### SOURCE EXTRACT
Nice adjustments good shot by Barry and great kick out pas by Duncan I wish Dirk had the passing skills of Duncan.


----------



## texan

1-6 already on free throws, my god.


----------



## richiejakobe

remember the alamo, i mean remember the missed free throws.


----------



## texan

Timeout!

21-10 Spurs

Parker has hit two shots in a row and is heating up. Duncan still looks hurt, but the rest of our team has really stepped up and is picking up the slack that a normal Duncan would be right now. Barry has 2 threes so far.


----------



## TheRoc5

yes!!!!!!!!!!!!!!!!!! we getting off to a good start. duncan looks good and parker is starting to take it over. brent has 6pts. hopefully we can keep all of this up. time out


----------



## LineOFire

If only we would have come out with this kind of intensity in Game 1 we would never have to be in this situation. We are hot from three point land! Let's not forget how the Nuggets came back last game from behind though.

Denver Nuggets - 10
San Antonio Spurs - 21

1st Quarter - 4:29 Remaining


----------



## TheRoc5

texan said:


> Timeout!
> 
> 21-10 Spurs
> 
> Parker has hit two shots in a row and is heating up. Duncan still looks hurt, but the rest of our team has really stepped up and is picking up the slack that a normal Duncan would be right now. Barry has 2 threes so far.


yes his ankle lookd hurt and might even be worse then last gm but duncan stil is contributing alot more


----------



## FreeMason Jr.

Spurs are an impressive four for four from the three point line, but they're a horrible 1 for 6 from the free throw line. Although, you can't really complaing about being up 10-21 with 5 minutes left in the first :biggrin: !


----------



## texan

I've noticed, as I'm sure many of you have, that we have definitley picked up the defensive intensity, both perimeter and interior. All guys, not just some, have been playing inspired defense. I have a feeling Pop had somin to do with this.

### DATASET RECORDS
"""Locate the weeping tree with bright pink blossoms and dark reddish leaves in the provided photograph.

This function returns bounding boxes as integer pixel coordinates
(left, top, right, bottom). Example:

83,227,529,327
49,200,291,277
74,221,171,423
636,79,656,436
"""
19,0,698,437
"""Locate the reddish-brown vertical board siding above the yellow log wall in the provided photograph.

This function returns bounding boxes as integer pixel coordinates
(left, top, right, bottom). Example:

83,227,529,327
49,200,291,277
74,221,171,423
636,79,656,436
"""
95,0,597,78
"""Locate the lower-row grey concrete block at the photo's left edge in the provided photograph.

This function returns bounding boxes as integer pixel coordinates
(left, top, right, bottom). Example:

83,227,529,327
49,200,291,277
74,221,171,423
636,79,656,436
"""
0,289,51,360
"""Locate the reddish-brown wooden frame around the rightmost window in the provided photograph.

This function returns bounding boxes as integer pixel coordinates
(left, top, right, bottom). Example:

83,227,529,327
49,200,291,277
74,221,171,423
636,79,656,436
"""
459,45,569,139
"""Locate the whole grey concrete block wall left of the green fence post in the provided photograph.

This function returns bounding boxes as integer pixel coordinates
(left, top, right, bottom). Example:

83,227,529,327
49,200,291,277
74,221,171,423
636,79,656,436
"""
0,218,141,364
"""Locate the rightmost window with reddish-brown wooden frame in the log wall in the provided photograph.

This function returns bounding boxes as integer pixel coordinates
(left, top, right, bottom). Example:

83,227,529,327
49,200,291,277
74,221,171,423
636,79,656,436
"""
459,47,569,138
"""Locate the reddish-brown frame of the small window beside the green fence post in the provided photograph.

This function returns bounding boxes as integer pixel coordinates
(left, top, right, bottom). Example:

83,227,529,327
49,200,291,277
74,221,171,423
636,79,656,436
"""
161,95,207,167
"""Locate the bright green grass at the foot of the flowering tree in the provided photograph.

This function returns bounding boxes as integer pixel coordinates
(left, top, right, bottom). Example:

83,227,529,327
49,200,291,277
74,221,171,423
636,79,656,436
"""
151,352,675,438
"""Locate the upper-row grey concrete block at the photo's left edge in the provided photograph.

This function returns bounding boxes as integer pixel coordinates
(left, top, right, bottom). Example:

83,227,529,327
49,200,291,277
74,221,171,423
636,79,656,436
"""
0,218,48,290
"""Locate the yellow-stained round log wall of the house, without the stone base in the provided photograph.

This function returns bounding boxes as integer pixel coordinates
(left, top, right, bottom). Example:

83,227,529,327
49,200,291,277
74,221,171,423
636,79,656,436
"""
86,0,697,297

### YOUR GOAL
In the game thread, how many three-pointers has Barry made by the time the Spurs lead 21-10?

### SOLUTION TO THIS EXERCISE
Barry has made two three-pointers.